Open enrollment for Medicare starts Oct 15,2022

It looks like the monthly Medicare Part B will be lower for 2023…. They may be because last year, Medicare “jumped the gun” and instead of following the law in how the Part B premiums are suppose to be determined and because of a newly approved Alzheimer meds that was approved late in 2021.. that was going to have a yearly cost of some $40,000/yr.  Part B Premium are suppose to be calculated on the cost per Medicare beneficiary for 2 yrs back… 2023 rates were suppose to be based on the per capital expenditures  for 2021.  But Medicare based the 2022 rates on the ANTICIPATED costs of this new Alzheimer’s med being used… BUT… the clinical studies and pt outcomes were overly optimistic on this particular med and the pharma introducing this med cut its price by HALF.  So this new med was not used as much as anticipate and charges were per dose were cut in half. Looking at what we paid/month for Medicare part B for 2022… 2023 Medicare Part B premium should be about $10/month LESS.

Here is the hyperlink that should allow you to compare various Medicare program options for 2023.  REMEMBER that Medicare Part D and Medicare Advantage (Part C) are provided by FOR PROFIT INSURANCE COMPANIES… who are paid so many $$$/pt/month to provide services/products to a pt.

(Natural language region descriptions)
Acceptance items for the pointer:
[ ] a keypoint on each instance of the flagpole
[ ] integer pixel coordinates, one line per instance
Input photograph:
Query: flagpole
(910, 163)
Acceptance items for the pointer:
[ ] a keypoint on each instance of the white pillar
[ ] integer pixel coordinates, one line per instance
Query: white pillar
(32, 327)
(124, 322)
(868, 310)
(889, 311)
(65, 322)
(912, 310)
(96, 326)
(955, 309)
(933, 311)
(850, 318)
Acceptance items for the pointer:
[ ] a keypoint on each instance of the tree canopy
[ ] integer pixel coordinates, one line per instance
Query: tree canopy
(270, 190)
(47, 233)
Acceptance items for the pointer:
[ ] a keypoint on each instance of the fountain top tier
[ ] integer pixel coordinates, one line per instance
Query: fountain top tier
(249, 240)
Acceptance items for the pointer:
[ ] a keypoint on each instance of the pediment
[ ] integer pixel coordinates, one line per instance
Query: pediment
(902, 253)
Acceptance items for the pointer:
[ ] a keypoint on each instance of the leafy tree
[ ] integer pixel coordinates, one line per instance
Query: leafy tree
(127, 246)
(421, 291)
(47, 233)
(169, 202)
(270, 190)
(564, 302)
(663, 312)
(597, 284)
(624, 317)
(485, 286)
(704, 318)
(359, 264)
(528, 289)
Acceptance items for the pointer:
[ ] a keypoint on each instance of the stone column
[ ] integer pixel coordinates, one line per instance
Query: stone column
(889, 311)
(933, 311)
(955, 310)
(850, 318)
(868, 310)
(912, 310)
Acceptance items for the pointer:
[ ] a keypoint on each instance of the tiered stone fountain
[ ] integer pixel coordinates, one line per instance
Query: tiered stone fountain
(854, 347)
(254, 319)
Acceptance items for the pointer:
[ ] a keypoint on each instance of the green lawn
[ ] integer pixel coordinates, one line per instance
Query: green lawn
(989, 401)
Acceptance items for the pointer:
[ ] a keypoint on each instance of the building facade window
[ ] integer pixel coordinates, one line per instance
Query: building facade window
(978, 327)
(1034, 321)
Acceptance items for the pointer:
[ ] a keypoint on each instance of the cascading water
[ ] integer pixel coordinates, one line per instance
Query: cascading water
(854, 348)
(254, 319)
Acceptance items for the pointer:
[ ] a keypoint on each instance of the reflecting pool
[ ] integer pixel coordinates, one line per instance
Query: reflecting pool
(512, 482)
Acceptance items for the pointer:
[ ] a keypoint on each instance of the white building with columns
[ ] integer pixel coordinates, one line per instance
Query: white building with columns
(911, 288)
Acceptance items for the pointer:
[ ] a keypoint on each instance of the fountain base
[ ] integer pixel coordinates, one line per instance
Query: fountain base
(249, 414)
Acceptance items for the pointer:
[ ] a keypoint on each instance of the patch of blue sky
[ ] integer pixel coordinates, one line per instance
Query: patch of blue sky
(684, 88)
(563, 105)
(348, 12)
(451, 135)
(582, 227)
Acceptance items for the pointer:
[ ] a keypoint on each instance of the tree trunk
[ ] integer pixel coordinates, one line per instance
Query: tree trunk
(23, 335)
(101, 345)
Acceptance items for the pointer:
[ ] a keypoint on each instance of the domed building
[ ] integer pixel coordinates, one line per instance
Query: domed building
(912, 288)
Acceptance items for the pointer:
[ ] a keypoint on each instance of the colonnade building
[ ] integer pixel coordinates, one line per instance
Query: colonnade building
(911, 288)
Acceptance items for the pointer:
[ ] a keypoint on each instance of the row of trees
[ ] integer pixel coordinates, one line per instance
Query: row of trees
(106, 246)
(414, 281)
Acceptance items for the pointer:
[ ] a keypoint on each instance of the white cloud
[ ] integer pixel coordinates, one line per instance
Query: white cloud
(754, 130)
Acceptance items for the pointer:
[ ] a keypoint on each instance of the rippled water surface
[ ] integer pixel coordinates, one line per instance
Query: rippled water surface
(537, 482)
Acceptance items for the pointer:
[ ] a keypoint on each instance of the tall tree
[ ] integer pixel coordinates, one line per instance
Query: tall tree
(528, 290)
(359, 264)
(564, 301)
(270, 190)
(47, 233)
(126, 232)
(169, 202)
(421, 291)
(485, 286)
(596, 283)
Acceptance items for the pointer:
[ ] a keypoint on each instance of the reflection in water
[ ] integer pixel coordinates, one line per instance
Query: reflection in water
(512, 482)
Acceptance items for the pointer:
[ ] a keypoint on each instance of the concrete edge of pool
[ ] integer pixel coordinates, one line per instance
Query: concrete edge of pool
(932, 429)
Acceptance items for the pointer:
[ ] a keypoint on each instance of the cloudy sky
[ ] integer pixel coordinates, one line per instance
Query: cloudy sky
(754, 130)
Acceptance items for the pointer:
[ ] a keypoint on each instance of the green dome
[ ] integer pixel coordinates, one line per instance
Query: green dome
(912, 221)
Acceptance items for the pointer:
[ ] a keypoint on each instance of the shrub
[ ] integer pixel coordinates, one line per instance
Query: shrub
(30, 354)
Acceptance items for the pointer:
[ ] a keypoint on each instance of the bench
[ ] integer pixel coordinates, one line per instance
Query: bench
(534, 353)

● Exercise instructions
(1) List every part of Medicare that the Medicare text names.
(2) Transcribe the part of the Medicare text that opens with the words containing "Here is the" and closes with "services/products to a pt.".

● Solutions
(1)
Part B
Part D
Part C (Medicare Advantage)

(2)
Here is the hyperlink that should allow you to compare various Medicare program options for 2023.  REMEMBER that Medicare Part D and Medicare Advantage (Part C) are provided by FOR PROFIT INSURANCE COMPANIES… who are paid so many $$$/pt/month to provide services/products to a pt.